**DOCUMENT TEXT:**
========================================

Another major benefit being curious is what happens after you dig those holes in your brain. You begin to collect lots and lots of dots that may or may not fit perfectly in those holes, but then later you are able to connect those dots which help lead to new discoveries, answers with new angles or insights, and ultimately toward innovation. 

Steve Jobs drove this benefit home in his famous 2005 Stanford commencement speech:

“If I had never dropped out, I would have never dropped in on this calligraphy class, and personal computers might not have the wonderful typography that they do. Of course it was impossible to connect the dots looking forward when I was in college. But it was very, very clear looking backwards ten years later.

Again, you can't connect the dots looking forward; you can only connect them looking backwards. So you have to trust that the dots will somehow connect in your future. 

As David Perell taught me in Write of Passage, Richard Feyman also points this out with the importance of his concept of 12 Favorite Problems.

“You have to keep a dozen of your favorite problems constantly present in your mind, although by and large they will lay in a dormant state. Every time you hear or read a new trick or a new result, test it against each of your twelve problems to see whether it helps. Every once in a while there will be a hit, and people will say: ‘How did he do it? He must be a genius!’” - Richard Feynman

Photo by Jesse Martini on Unsplash

How to Train Your Curiosity Muscle

  1. Write Down Your 12 Favorite Problems - keep a note dedicated to each one and review the list weekly to keep them fresh in the back of your mind.

========================================

**RECORDS SUPPLIED:**
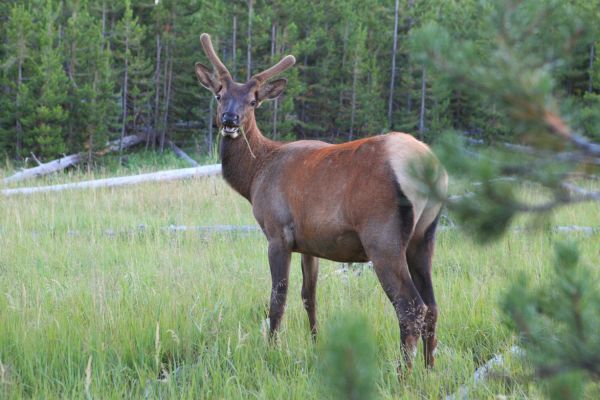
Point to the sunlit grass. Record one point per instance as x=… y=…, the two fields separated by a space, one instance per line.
x=96 y=278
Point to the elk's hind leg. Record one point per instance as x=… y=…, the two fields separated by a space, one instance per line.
x=279 y=262
x=391 y=267
x=310 y=273
x=419 y=256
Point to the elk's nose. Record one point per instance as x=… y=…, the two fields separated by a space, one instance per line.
x=230 y=119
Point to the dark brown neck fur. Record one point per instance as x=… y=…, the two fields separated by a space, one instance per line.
x=239 y=166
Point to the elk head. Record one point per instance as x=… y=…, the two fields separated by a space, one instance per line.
x=237 y=101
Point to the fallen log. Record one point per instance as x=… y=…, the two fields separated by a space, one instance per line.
x=182 y=154
x=169 y=175
x=70 y=160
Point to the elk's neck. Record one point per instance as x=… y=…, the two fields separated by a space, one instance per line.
x=240 y=165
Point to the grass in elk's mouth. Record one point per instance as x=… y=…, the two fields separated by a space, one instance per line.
x=93 y=305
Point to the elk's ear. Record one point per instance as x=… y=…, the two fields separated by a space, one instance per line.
x=271 y=90
x=207 y=79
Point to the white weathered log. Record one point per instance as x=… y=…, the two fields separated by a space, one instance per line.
x=46 y=168
x=182 y=154
x=169 y=175
x=68 y=161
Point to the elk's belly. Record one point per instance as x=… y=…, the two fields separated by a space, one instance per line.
x=339 y=246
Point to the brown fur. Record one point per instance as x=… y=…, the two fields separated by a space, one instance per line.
x=352 y=202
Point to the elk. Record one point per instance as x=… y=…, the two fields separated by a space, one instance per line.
x=368 y=199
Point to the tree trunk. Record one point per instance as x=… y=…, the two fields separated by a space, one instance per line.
x=409 y=22
x=156 y=92
x=393 y=75
x=273 y=47
x=354 y=79
x=234 y=47
x=591 y=68
x=103 y=23
x=124 y=102
x=169 y=79
x=422 y=112
x=18 y=127
x=210 y=127
x=249 y=50
x=182 y=154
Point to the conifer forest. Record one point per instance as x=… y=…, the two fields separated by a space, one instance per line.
x=77 y=73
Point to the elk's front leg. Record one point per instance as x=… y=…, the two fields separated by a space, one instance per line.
x=310 y=272
x=279 y=261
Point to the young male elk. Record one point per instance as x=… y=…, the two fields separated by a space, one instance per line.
x=352 y=202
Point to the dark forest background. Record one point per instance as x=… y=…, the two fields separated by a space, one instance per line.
x=74 y=74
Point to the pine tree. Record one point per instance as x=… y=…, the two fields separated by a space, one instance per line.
x=44 y=127
x=18 y=66
x=129 y=35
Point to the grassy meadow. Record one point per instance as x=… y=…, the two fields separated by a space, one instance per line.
x=100 y=299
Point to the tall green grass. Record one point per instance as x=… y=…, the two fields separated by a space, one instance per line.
x=99 y=299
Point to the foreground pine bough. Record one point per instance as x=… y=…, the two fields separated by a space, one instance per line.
x=352 y=202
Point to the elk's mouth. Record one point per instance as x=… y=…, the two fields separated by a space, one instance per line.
x=230 y=130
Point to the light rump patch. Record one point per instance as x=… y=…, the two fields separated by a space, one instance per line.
x=410 y=160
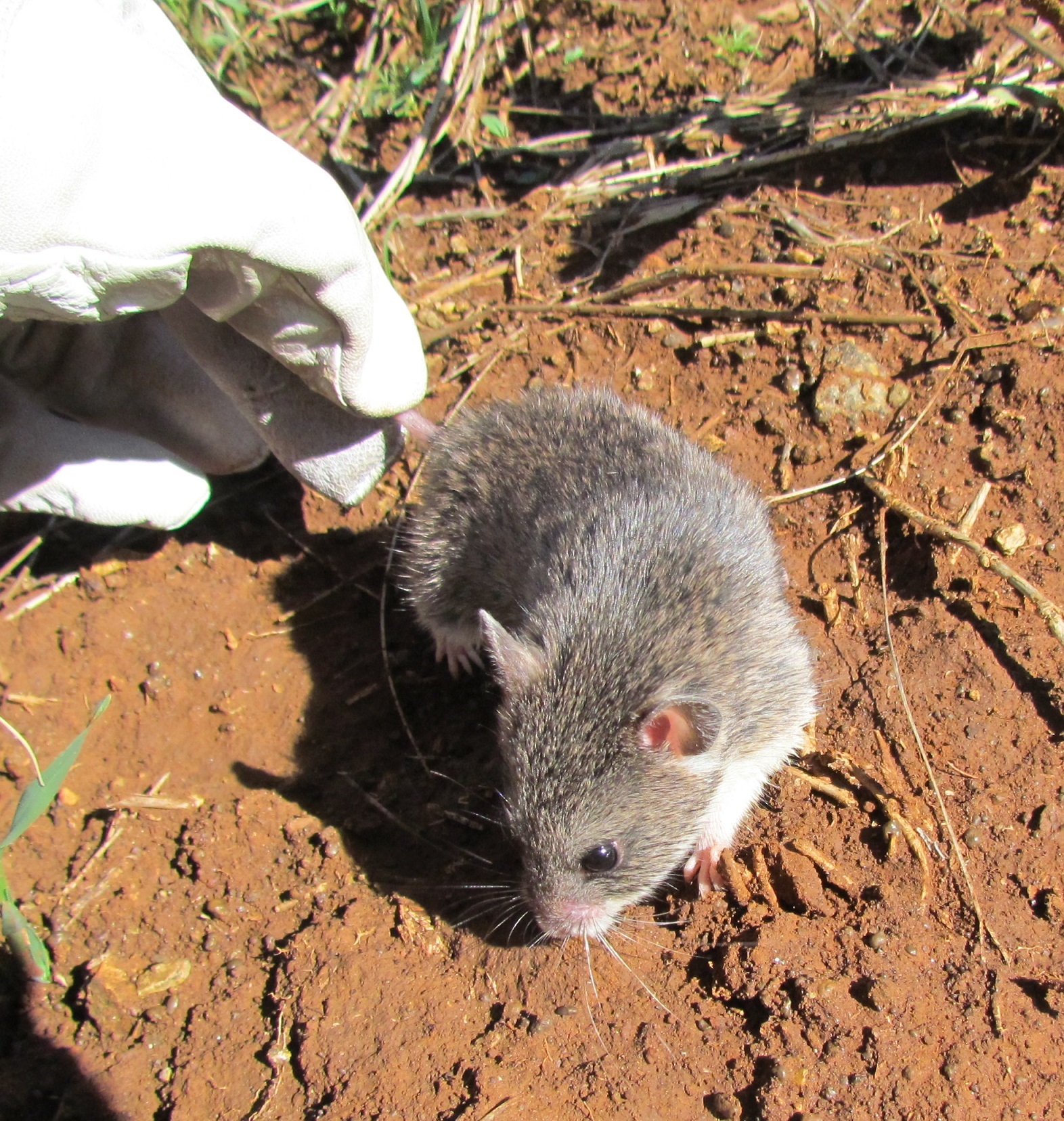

========================================

**COMPLETE THE FOLLOWING:**
A) In the curiosity article, rewrite the portion starting at "Steve Jobs drove" and ending at "in your future.", swapping "calligraphy" for "pottery".
B) According to the curiosity article, in what year did Steve Jobs give his Stanford commencement speech?
C) Carry the curiosity article forward from where it stops.

**TASK RESULTS:**
A)
Steve Jobs drove this benefit home in his famous 2005 Stanford commencement speech:

“If I had never dropped out, I would have never dropped in on this pottery class, and personal computers might not have the wonderful typography that they do. Of course it was impossible to connect the dots looking forward when I was in college. But it was very, very clear looking backwards ten years later.

Again, you can't connect the dots looking forward; you can only connect them looking backwards. So you have to trust that the dots will somehow connect in your future.

B) 2005

C)
  2. Keep a Curiosity Journal and Collect Dots - in your digital note-taking app or notebook and end every day with at least 1 thing you were curious about that you want to learn more about. Don’t go to bed without creating at least one new hole to be filled in with dots later. 

  3. Run a “Curiosity Sprint” by Counting to 4

    • Write down 1 question/hole you want to fill in

    • Find 2 books that could help answer the question, then do a quick skim or find a summary or Twitter thread of the core ideas.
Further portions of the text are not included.